### Task requirements
Give the records again. Keep them exact and leave out the images.

### Dataset entries
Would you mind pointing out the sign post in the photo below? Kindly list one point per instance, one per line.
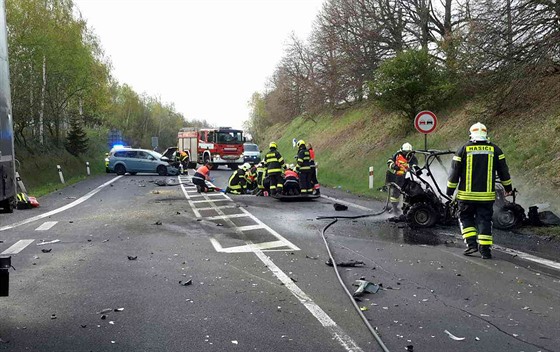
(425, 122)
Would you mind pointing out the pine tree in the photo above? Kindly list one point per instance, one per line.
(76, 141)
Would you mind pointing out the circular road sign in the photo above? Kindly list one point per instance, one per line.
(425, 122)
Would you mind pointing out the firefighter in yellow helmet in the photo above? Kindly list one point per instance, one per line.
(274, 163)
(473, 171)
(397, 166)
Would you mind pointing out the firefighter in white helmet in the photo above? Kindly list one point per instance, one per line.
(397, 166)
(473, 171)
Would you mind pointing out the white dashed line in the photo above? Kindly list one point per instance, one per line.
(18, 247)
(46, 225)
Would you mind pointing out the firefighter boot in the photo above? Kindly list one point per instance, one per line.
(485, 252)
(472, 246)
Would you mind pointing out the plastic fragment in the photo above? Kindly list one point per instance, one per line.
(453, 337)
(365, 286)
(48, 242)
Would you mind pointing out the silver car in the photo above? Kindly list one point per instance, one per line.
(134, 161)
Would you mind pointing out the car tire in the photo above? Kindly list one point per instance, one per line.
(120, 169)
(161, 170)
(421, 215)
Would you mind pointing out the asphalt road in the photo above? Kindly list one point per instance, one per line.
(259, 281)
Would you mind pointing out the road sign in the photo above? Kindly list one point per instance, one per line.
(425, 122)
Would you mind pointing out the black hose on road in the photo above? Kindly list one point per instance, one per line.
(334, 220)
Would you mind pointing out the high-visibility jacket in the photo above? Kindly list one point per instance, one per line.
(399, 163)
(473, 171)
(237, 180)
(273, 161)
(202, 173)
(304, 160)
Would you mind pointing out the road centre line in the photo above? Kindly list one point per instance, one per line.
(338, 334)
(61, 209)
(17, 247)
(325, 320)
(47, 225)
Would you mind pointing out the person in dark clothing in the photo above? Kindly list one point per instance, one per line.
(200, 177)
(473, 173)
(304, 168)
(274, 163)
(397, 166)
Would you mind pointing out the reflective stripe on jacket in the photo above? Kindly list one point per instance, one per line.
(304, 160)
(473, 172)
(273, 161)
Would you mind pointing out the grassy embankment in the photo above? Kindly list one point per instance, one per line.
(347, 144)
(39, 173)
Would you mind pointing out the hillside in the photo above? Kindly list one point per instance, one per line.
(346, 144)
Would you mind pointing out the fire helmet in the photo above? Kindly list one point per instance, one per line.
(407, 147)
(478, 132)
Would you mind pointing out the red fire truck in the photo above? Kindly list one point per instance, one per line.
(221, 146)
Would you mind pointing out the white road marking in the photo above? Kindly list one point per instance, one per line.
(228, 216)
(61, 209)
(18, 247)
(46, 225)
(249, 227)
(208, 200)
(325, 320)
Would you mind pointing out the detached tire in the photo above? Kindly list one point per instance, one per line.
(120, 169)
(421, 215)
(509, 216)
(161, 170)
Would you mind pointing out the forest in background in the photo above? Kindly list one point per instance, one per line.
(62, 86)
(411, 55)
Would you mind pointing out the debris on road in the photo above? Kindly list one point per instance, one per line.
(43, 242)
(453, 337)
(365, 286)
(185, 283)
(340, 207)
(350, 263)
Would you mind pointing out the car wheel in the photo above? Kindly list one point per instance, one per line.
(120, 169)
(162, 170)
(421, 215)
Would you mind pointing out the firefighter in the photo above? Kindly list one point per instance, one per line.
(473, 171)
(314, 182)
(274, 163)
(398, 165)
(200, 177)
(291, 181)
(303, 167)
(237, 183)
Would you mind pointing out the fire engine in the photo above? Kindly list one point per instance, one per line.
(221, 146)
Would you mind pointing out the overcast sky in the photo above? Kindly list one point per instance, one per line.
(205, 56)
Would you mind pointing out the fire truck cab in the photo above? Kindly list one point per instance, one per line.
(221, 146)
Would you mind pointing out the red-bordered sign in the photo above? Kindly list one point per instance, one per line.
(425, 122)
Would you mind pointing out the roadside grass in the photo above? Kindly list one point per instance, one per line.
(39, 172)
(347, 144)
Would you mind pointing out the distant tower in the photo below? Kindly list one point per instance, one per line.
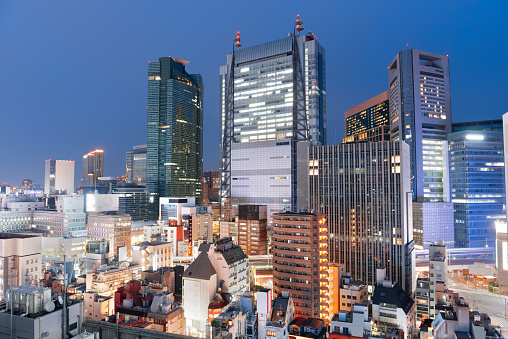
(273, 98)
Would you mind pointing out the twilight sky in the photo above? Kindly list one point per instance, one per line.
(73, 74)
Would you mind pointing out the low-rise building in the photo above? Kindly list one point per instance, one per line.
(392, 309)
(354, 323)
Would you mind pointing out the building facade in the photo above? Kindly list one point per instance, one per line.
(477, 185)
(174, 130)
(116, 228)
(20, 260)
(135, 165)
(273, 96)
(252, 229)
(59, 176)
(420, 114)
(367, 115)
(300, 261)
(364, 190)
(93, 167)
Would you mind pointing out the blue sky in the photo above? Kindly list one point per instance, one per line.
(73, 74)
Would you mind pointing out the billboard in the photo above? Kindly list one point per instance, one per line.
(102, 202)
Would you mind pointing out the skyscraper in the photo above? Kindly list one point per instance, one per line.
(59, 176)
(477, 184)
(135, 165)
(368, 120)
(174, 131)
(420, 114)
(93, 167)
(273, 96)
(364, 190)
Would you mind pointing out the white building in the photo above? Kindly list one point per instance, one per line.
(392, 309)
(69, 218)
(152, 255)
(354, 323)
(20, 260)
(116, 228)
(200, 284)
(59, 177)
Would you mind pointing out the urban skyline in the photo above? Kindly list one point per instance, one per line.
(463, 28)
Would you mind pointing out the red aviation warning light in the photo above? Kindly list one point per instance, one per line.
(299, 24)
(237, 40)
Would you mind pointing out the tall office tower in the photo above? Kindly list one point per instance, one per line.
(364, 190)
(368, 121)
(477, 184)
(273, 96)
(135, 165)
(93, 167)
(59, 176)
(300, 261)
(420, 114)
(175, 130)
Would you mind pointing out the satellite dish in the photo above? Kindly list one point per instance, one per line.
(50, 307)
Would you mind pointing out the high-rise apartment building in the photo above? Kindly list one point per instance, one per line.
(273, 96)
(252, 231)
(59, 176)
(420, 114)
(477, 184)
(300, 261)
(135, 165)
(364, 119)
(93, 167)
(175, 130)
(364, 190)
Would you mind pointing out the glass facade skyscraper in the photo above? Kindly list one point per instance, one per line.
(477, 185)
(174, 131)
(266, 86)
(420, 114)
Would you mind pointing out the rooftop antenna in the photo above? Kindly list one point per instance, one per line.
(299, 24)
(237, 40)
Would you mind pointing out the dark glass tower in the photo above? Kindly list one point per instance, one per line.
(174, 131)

### Answer area
Would you mind pointing out the sign post in the photo below? Kindly list one point per instance, one per line.
(425, 122)
Would you mind pointing out the pine tree in the photo above? Kindly list one point per instance, one per line.
(76, 141)
Would you mind pointing out the circular road sign in the photo above? Kindly list one point per instance, one per line.
(425, 122)
Would you mind pointing out the firefighter in yellow helmet in the photo above? Kindly list one point per instance, one per line.
(274, 163)
(473, 171)
(397, 166)
Would you mind pointing out the firefighter in white helmet in the photo above? Kindly list one point per instance, one per line.
(397, 166)
(473, 171)
Would you mind pointing out the white dashed line in the photo above? Kindly list one point per instance, one per line.
(18, 247)
(46, 225)
Would you mind pointing out the firefighter boot in the photo above? Kindly list one point per instance, one per line.
(485, 252)
(472, 246)
Would you mind pointing out the plastic fragment in the photo above? Kindly list one point per instance, one per line.
(453, 337)
(365, 286)
(48, 242)
Would you mind pointing out the silver car in the photo above? Kindly list one point per instance, one per line.
(134, 161)
Would you mind pointing out the car tire in the photo above? Kindly list one point per instance, one per line.
(120, 169)
(161, 170)
(421, 215)
Would you mind pointing out the asphalt road in the photo above? Kindly list one point per instance, one per line.
(259, 281)
Would you mind pointing out the road sign in the photo above? Kindly list one point per instance, one per line.
(425, 122)
Would you mind pointing out the black hose on road in the photo above? Kindly list one point per instance, one per line.
(334, 220)
Would you mind pointing out the high-visibility jacket in the photo above? Kindly list one point per instance, one per line.
(399, 163)
(473, 171)
(237, 180)
(273, 161)
(202, 173)
(304, 160)
Would you mind pointing out the road centre line in the photo above? Kindly list one point per instance, one per line.
(338, 334)
(61, 209)
(17, 247)
(325, 320)
(47, 225)
Would you mind pointing out the person in dark clothing in the photo above? Kindly list one point per instance, one per line.
(200, 177)
(473, 173)
(304, 168)
(274, 163)
(397, 166)
Would you mind pointing out the reflective stripe on jacket in the photo above? Kindly list one point per instance, one per line.
(304, 160)
(473, 172)
(273, 161)
Would you mind pointing out the grassy embankment in the photo above? Kindly list one point per instance, one per line.
(347, 144)
(39, 173)
Would you mind pointing out the hillside in the photo above? Kindly list one point per instance, one per line.
(346, 144)
Would you mind pointing out the fire helmet in the photo above? Kindly list one point per instance, one per line.
(407, 147)
(478, 132)
Would you mind pointing out the red fire truck in the photo above? Kindly list one point per instance, one per line.
(221, 146)
Would you mind pointing out the white road marking in the photo above? Kindly list one point per instance, one per line.
(228, 216)
(61, 209)
(18, 247)
(46, 225)
(249, 227)
(208, 200)
(325, 320)
Would you mind pointing out the detached tire in the photo above? Kindly list one point per instance, one per line.
(120, 169)
(421, 215)
(509, 216)
(161, 170)
Would you mind pointing out the forest in background in the photo above? Kindly list one point per instance, one per line.
(62, 86)
(411, 55)
Would you mind pointing out the debris on road in the photo above? Kindly list one point per instance, one per line.
(43, 242)
(453, 337)
(365, 286)
(185, 283)
(340, 207)
(350, 263)
Would you mind pointing out the car wheel in the photo above? Kindly list one point per instance, one per line.
(120, 169)
(162, 170)
(421, 215)
Would you mind pointing out the firefighter in the photo above? Kindly list one point per instance, one per line.
(473, 171)
(314, 182)
(274, 163)
(398, 165)
(200, 177)
(291, 181)
(303, 167)
(237, 183)
Would you mind pointing out the fire engine in the photo above? Kindly list one point per instance, one per line.
(221, 146)
Would you mind pointing out the overcast sky in the photo above? Kindly list one point per instance, one per line.
(205, 56)
Would you mind pointing out the fire truck cab in the photo above? Kindly list one point per instance, one per line.
(221, 146)
Would you mind pointing out the red-bordered sign in the photo above? Kindly list one point per instance, one per line.
(425, 122)
Would you mind pointing out the roadside grass in the photo above? Kindly list one point per instance, one per line.
(39, 172)
(347, 144)
Would you mind pointing out the distant tower in the photo below? Kindly list one point per instance, one per line.
(273, 98)
Would you mind pointing out the twilight sky in the photo above? Kindly list one point per instance, one per line.
(73, 74)
Would you mind pointing out the low-rise building in the photo above? Kindly list one point per instance, one per line.
(392, 309)
(354, 323)
Would you mind pointing out the building facade in the photo above? Kindly list one point per instance, one per line.
(477, 185)
(174, 130)
(116, 228)
(20, 260)
(135, 165)
(273, 96)
(252, 229)
(59, 176)
(420, 114)
(367, 115)
(300, 261)
(364, 190)
(93, 167)
Would you mind pointing out the blue sky in the photo above? Kindly list one point per instance, one per line.
(73, 74)
Would you mind pointing out the billboard in the photo above? Kindly list one point per instance, one per line.
(102, 202)
Would you mind pointing out the skyscraper in the photo above? Kindly list one point per instance, one per line.
(59, 176)
(477, 184)
(135, 165)
(368, 120)
(174, 131)
(420, 114)
(93, 167)
(273, 96)
(364, 190)
Would you mind pointing out the white building in the photo above? Kindly list one point per instance, one per line.
(392, 309)
(69, 218)
(152, 255)
(354, 323)
(20, 260)
(116, 228)
(200, 284)
(59, 177)
Would you mind pointing out the urban skyline in the photo above? Kindly list one point per instance, one per line.
(463, 28)
Would you mind pointing out the red aviation warning light in the photo above? Kindly list one point per instance, one per line.
(299, 24)
(237, 40)
Would you mind pointing out the tall office tower in the photo above? Kindly list one point per instance, one per line.
(364, 190)
(368, 121)
(477, 184)
(273, 96)
(135, 165)
(93, 167)
(59, 176)
(300, 261)
(420, 114)
(175, 130)
Would you mind pointing out the satellite dish in the photo above? Kindly list one point per instance, one per line.
(50, 307)
Would you mind pointing out the high-rise apartment building in the photo above? Kindly list one point per instance, one per line.
(273, 96)
(252, 231)
(59, 176)
(420, 114)
(477, 184)
(300, 261)
(135, 165)
(364, 119)
(93, 167)
(175, 130)
(364, 190)
Would you mind pointing out the glass facade skyscraper in the photo above? Kindly list one point per instance, one per line.
(477, 185)
(174, 131)
(266, 86)
(420, 114)
Would you mind pointing out the rooftop antenna in the photo above? Kindly list one point per instance, one per line.
(299, 24)
(237, 40)
Would you mind pointing out the dark glass tower in the photo above? Kindly list one point per instance, one per line.
(174, 131)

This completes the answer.